Exercises to complete:
1/ Say whether each statement agrees with the homebrewing post, answering yes or no and quoting the exact words of the post that decide it: (a) The mash had a pH of 5.2. (b) The beer is served from the bottom of the keg. (c) The writer still uses the fourth-stage DI-Resin filter.
2/ Print everything in the entries from the line containing "Query: threaded metal pole" down to the last line of the entries, reproducing each line without change.

Text section:
[Start]
I am brewing with a grain father G30 and fermenting in a fermzilla under about 10 PSI of pressure. The fermenter is temperature controlled so never more than .5 degrees c from target.

The water is RO using a 3 stage RO unit Compact 3-Stage Reverse Osmosis 50-Gallons-Per-Day (185 Litres) Fish & Aquarium Water Filter System (i do have the 4th stage with DI-Resin, but read mixed reviews so recently stopped using it)

For the Gamma ray clone, I added the following water additives at mash:
  • Calcium Chloride: 4g
  • Epsom: 5g
  • Gypsum: 5g
The mash had a PH of 5.2

It was dry hoped for 4 days prior to kegging at about 20 degrees, then cold crushed in its serving keg (it’s the only way I can cold crush) , the keg has a float instead of a dip tub, so serving from the top not the bottom of the keg.

I also have a hop missile (hop rocket clone) and used this instead of whirlpooling in previous brews and used it as an inline hop infuser once with 100G of Columbus leaf hops, and neither really add any hop flavours.

Any suggestion of what I am doing wrong or can try to bring out more (or any) hop aromas?
[End]
Information provided:
[Start]
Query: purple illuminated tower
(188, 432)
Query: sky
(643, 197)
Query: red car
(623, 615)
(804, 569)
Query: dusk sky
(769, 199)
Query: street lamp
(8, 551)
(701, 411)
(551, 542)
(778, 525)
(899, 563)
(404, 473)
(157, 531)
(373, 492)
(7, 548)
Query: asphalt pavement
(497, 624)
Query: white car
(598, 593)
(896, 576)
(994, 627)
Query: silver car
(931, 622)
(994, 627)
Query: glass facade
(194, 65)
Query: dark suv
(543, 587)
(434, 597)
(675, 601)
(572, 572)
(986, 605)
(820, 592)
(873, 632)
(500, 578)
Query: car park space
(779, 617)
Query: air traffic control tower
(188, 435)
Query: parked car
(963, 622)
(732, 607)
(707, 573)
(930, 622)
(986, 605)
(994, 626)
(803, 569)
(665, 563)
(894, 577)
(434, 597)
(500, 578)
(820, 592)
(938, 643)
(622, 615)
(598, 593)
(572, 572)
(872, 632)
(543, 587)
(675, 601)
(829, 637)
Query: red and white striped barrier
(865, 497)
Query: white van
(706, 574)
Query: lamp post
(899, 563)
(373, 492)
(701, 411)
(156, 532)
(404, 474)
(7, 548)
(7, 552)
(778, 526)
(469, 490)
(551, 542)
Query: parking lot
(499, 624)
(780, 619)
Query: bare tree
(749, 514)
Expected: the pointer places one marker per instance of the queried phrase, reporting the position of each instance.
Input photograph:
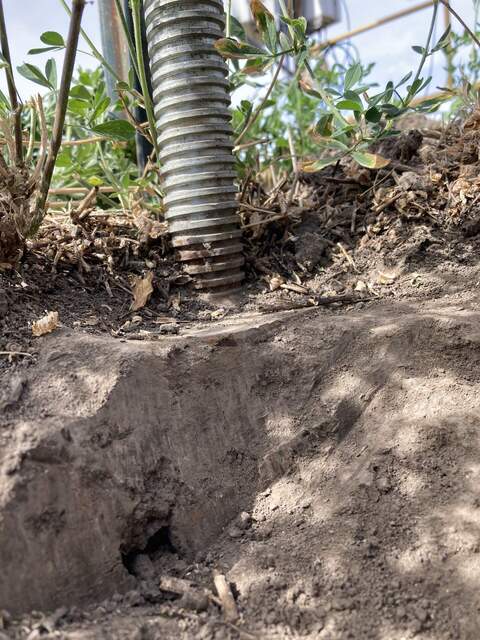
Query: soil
(324, 460)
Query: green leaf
(34, 52)
(117, 129)
(265, 23)
(95, 181)
(80, 92)
(33, 73)
(373, 115)
(230, 48)
(299, 26)
(370, 160)
(404, 80)
(349, 105)
(78, 107)
(318, 165)
(236, 29)
(324, 125)
(444, 40)
(51, 72)
(53, 39)
(353, 76)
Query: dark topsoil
(406, 234)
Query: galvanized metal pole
(191, 97)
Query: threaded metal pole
(191, 98)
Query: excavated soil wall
(108, 444)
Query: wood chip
(45, 325)
(225, 595)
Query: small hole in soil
(158, 544)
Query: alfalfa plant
(25, 176)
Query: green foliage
(332, 112)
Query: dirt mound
(338, 452)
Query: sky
(390, 45)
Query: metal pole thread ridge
(191, 98)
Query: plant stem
(130, 43)
(93, 48)
(147, 98)
(256, 114)
(61, 109)
(425, 54)
(12, 90)
(462, 21)
(229, 16)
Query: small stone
(235, 532)
(384, 485)
(133, 598)
(244, 520)
(401, 612)
(171, 329)
(194, 601)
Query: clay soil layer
(326, 463)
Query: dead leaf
(275, 282)
(45, 325)
(142, 290)
(360, 286)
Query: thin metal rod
[End]
Replies:
1/
(a) Yes: "The mash had a PH of 5.2"
(b) No: "serving from the top not the bottom of the keg"
(c) No: "read mixed reviews so recently stopped using it"

2/
Query: threaded metal pole
(191, 98)
Query: excavated soil wall
(108, 444)
Query: wood chip
(45, 325)
(225, 595)
Query: small hole in soil
(158, 544)
Query: alfalfa plant
(25, 176)
Query: green foliage
(332, 112)
Query: dirt mound
(338, 452)
Query: sky
(390, 45)
Query: metal pole thread ridge
(191, 98)
Query: plant stem
(130, 43)
(93, 48)
(147, 98)
(256, 114)
(61, 109)
(425, 54)
(12, 90)
(462, 21)
(229, 16)
Query: small stone
(235, 532)
(384, 485)
(133, 598)
(244, 520)
(401, 612)
(171, 329)
(194, 601)
Query: clay soil layer
(326, 463)
Query: dead leaf
(275, 282)
(45, 325)
(142, 290)
(360, 286)
Query: thin metal rod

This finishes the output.